→ **PROBLEM DETAILS**: Print the items below word for word, from the line containing "the man's face" through the last line of the items, both included. Leave the pictures out.

[Labeled-object pointing entries]
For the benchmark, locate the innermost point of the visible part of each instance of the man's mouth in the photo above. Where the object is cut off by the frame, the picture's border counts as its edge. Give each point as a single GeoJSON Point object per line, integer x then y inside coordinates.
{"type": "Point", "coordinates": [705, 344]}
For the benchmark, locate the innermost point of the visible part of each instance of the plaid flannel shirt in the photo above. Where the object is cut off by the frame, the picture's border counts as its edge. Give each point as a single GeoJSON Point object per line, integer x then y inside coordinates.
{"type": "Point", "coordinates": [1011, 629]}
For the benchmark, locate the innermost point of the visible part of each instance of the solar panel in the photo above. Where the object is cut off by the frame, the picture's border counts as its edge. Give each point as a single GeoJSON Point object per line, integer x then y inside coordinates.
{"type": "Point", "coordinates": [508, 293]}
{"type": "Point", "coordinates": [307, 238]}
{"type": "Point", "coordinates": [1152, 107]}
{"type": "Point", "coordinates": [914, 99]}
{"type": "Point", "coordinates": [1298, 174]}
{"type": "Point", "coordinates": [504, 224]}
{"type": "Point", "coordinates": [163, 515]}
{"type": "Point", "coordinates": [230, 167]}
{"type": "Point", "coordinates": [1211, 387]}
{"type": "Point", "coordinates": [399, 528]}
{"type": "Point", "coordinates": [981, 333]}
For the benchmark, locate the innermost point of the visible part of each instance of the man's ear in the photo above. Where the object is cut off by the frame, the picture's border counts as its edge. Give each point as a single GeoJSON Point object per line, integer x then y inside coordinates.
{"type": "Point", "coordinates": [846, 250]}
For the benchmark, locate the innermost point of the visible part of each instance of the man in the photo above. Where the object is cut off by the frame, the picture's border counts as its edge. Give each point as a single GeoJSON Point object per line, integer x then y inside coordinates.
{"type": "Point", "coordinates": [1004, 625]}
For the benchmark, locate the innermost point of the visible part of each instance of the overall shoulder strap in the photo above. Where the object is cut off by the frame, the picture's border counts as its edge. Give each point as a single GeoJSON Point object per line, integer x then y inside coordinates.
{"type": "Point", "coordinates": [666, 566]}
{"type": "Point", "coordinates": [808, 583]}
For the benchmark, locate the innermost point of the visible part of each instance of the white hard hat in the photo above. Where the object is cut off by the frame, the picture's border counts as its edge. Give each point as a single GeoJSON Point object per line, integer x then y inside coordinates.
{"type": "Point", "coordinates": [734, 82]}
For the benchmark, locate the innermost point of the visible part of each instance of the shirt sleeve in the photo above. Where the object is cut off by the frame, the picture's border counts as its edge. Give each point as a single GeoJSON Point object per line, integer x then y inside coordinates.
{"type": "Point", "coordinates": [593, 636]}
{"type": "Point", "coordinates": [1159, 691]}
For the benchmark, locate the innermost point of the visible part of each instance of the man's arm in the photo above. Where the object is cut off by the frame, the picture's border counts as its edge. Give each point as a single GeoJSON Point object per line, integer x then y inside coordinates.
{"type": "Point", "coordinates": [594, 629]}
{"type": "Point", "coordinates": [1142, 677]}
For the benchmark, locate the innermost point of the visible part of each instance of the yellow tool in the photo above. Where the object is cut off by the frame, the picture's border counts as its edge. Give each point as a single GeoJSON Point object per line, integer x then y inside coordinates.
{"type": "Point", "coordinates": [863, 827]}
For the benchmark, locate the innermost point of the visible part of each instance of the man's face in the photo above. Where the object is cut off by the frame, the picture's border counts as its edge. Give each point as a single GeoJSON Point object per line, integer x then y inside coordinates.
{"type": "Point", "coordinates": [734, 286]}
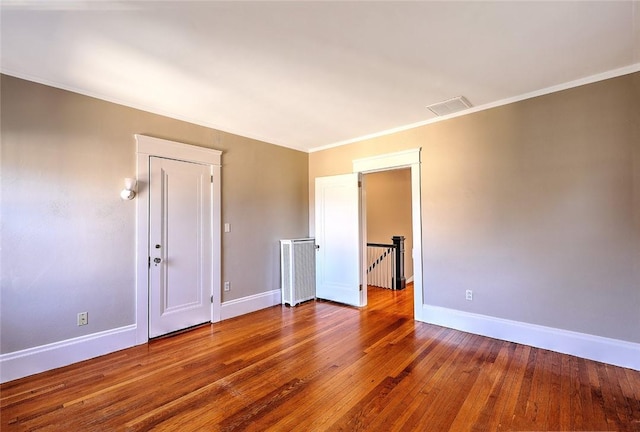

→ **TASK RESPONSE**:
For the benchmark, locate the innermost point of the visible part of each instance of the man's face in the photo above. Where the object is cut off by the frame, the picture's border counts as its edge. Give each point as a single GeoJSON Point object per line, integer x then y inside coordinates.
{"type": "Point", "coordinates": [734, 286]}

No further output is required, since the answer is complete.